PROBLEM TO WORK ON – Return all of the following lines word for word, and leave out the pictures.

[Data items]

■ ■ ■

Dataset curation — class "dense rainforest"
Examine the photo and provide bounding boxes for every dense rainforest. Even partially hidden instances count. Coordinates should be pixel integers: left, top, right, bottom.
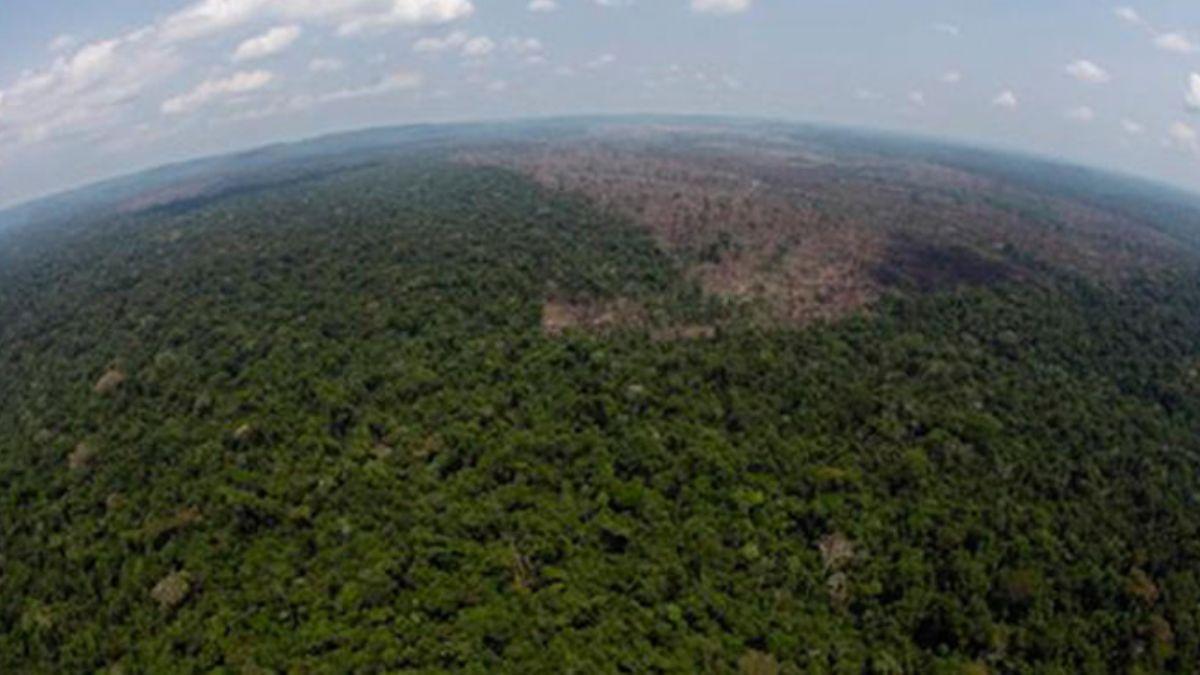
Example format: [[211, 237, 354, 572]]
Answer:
[[0, 121, 1200, 675]]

■ ■ ■

RESULT FOR THIS EXERCISE –
Dataset curation — class "dense rainforest"
Examine the photo and provide bounding boxes for every dense rainforest. Even partially hidden instances count. Coordinates should be pixel integers: left, top, right, bottom.
Example format: [[211, 237, 354, 572]]
Answer:
[[0, 121, 1200, 675]]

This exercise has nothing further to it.